(Excerpts from point annotation data)
= = = = =
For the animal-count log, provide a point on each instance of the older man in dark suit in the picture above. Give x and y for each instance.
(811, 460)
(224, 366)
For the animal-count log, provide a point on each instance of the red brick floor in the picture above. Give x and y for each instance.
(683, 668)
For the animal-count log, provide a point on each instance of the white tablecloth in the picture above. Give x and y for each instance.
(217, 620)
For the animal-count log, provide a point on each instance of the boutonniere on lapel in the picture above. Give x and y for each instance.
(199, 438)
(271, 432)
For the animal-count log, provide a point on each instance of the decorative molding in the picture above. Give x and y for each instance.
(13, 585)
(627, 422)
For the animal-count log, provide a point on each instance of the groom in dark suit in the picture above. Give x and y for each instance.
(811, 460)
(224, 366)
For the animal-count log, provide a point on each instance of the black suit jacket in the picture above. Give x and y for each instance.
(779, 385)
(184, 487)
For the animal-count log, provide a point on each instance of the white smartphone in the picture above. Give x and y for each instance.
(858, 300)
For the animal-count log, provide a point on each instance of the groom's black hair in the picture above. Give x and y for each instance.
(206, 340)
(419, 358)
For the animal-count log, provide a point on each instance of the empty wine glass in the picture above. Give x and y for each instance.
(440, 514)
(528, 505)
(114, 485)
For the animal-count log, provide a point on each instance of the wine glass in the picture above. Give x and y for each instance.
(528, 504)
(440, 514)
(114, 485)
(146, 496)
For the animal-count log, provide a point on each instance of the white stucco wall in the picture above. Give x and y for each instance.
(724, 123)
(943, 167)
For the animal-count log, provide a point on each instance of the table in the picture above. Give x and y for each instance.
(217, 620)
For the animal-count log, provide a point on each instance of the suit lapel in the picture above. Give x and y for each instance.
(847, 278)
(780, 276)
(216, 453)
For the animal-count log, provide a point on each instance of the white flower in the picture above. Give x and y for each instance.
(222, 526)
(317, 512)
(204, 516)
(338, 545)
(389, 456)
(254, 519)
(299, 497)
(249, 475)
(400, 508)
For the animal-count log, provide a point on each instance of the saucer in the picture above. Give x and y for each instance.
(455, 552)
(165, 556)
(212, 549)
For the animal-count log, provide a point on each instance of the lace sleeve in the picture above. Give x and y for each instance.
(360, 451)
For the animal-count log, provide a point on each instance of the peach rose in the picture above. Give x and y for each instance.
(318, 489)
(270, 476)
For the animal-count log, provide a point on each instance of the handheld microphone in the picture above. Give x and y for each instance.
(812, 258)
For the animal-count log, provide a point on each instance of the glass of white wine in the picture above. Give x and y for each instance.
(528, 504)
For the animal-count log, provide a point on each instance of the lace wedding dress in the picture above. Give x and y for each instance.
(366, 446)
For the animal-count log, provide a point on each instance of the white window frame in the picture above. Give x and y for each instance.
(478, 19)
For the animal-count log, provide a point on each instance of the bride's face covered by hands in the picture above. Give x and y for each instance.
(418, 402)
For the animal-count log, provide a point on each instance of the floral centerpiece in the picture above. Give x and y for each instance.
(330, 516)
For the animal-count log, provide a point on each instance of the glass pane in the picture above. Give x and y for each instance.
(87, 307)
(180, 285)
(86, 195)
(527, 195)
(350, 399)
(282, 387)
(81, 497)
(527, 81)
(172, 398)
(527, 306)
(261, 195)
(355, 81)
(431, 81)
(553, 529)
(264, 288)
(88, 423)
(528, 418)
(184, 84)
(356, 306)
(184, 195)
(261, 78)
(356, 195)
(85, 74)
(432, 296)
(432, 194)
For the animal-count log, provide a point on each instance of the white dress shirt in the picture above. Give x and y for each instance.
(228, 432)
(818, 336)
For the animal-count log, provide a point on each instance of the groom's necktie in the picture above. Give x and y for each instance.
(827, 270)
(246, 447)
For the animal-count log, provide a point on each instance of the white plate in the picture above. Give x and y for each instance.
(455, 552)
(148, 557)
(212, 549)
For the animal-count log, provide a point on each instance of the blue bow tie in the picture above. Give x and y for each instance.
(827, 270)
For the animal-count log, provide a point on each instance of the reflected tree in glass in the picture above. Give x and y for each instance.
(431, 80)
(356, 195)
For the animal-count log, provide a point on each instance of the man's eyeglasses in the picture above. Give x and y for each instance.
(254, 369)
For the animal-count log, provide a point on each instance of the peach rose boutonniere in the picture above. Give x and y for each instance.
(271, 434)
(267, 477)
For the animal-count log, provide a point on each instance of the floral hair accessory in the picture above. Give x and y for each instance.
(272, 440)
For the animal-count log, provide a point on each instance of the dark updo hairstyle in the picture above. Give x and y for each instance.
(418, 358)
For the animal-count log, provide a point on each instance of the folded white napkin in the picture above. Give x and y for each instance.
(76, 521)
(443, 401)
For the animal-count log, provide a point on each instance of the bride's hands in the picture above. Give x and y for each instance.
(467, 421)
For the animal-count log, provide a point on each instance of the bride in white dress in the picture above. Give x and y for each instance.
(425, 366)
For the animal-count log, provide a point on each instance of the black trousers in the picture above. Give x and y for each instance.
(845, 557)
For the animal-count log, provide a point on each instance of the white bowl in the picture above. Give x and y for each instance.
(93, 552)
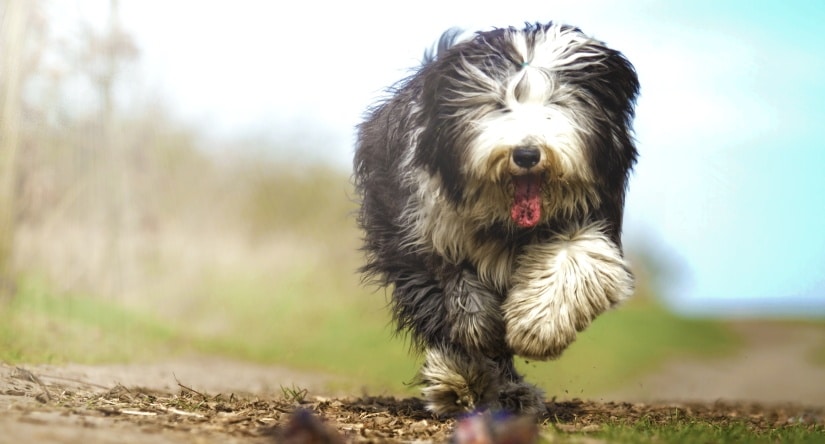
= = = = =
WRITTEN REQUEST =>
Return every line of the data above verbatim, omitting the pictures.

SOLUTION BELOW =>
For the animal-count log, provide a point on each instance of the older man in dark suit in the picture above. Give x and y for each instance.
(811, 460)
(224, 366)
For the animal-count log, provide a point on each instance of the red brick floor in the picture above. Give x and y for each instance.
(683, 668)
For the animal-count log, provide a point on each instance of the white tablecloth in the picture above. Give x and y for each instance.
(217, 620)
For the animal-count log, provide a point on each instance of the boutonniere on lapel in the picture above. Give x and y for each instance.
(199, 438)
(271, 432)
For the animal-count log, provide a point on each instance of the decorative molding in the picture above. Give x and y for each instance.
(13, 585)
(627, 422)
For the animal-count log, provide a point on each instance of the groom in dark suit in the picture above. Give x and y for each instance.
(811, 460)
(224, 366)
For the animal-count log, provide a point on each instance of the black suit jacket in the picture above. Give x and y for each instance.
(779, 385)
(184, 487)
For the animal-count log, provide a point on each instance of the white smartphone in the picture above. Give x and y for each instance.
(858, 300)
For the animal-count log, provide a point on each instance of the groom's black hair in the picture above. Give x and y for each instance.
(206, 340)
(419, 358)
For the animal-count log, provide a point on each instance of the empty wine glass in the picture above. Give x and y for each instance.
(440, 514)
(528, 505)
(114, 485)
For the animal-count log, provide a point on each instance of the wine glass in the picture above. Give x and y for each instance.
(528, 504)
(440, 514)
(114, 485)
(146, 496)
For the animal-count log, provide a point on each instance of the white stucco wall in the picture above. Give x and y for each instance.
(724, 123)
(943, 167)
For the animal-count log, provide a point on each instance of the table in the picture above. Give x and y for each instance.
(217, 620)
For the animal-count log, provide a point on each instance of the suit lapel in the picture above. Give x and y for each instance.
(847, 278)
(780, 276)
(216, 453)
For the animal-count log, provide a point on each instance of the white flower in the picture above. Give x and y for each instance.
(222, 526)
(317, 512)
(204, 516)
(338, 545)
(389, 456)
(254, 519)
(299, 497)
(249, 475)
(400, 508)
For the animal-count log, provide a point on each instance of the saucer in the picture above. Give x and y for each instance.
(455, 552)
(165, 556)
(212, 549)
For the animal-count log, provide a point on each instance of the lace sleeve in the picture above. Give x and y for each instance.
(360, 451)
For the animal-count log, provide a point on each instance of the peach rose in the picture above. Give x and y for each instance.
(318, 489)
(270, 476)
For the animal-count log, provide a point on each instance of the handheld microphone in the picture above. Give x and y for each instance.
(812, 258)
For the animal-count log, provide a point on each instance of the glass of white wine in the picture above. Give x and y for each instance.
(528, 504)
For the animal-count log, provide a point on each instance of the lace wedding dress in the picture above. Give x and y for each instance.
(366, 446)
For the animal-count log, provide a point on each instance of the white window frame in the picture above. Give x and y for each instance.
(478, 19)
For the animal-count log, provide a point on each instance of the bride's face covered by hands in the picture above. Give x and y for each instance.
(418, 402)
For the animal-count log, provide a point on each instance of the floral centerpiece in the picture above. Give x and y for each instance.
(330, 516)
For the animal-count log, provide a point on each instance of the glass pane in the picture above. Give x and y for each instance.
(87, 307)
(180, 285)
(86, 195)
(527, 195)
(350, 399)
(282, 387)
(81, 497)
(527, 81)
(172, 398)
(527, 306)
(261, 195)
(355, 81)
(431, 81)
(553, 529)
(264, 288)
(88, 423)
(528, 418)
(184, 84)
(356, 306)
(184, 195)
(261, 78)
(356, 195)
(85, 74)
(432, 296)
(432, 194)
For the animal-count log, provide a point on each instance of the white dress shirt in the picture above. Give x and y for each instance.
(228, 432)
(818, 336)
For the animal-count log, provide a point on each instance of the groom's necktie in the picture above. Give x and y for each instance.
(827, 270)
(246, 447)
For the animal-count log, provide a point on each instance of the white plate in the picture above. Give x and y for each instance.
(455, 552)
(148, 557)
(212, 549)
For the animal-count log, provide a point on each instance of the blue bow tie in the picture above. Give x and y for each instance.
(827, 270)
For the animal-count log, provide a point on each instance of the reflected tree in glass in the picture above. Give x and y for each instance.
(431, 80)
(356, 195)
For the animal-count log, provide a point on each instance of the man's eyeglasses in the picture above. Give x and y for each instance.
(254, 369)
For the animal-count log, provide a point on each instance of the peach rose boutonniere in the picture above. Give x and y for each instance.
(271, 434)
(267, 477)
For the animal-count log, provide a point on each instance of the floral hair accessory in the picture above. Give x and y for each instance.
(272, 440)
For the animal-count log, provide a point on each instance of the dark updo hairstyle in the picture above. Give x and y for each instance.
(418, 358)
For the animal-count log, provide a point on each instance of the folded white napkin in the picture above. Give x and y for each instance.
(76, 521)
(443, 401)
For the animal-count log, provide a point on each instance of the bride's hands in the picture above. Give x and y for each instance.
(467, 421)
For the animal-count log, provide a point on each instance of the bride in white dress in the picture above. Give x and y for each instance.
(425, 366)
For the animal-count log, provide a point on each instance of the black trousers in the picture above. Give x and y for each instance.
(845, 557)
For the animal-count log, provide a point on each instance of the white bowl in the picture above. Give x and y for each instance.
(93, 552)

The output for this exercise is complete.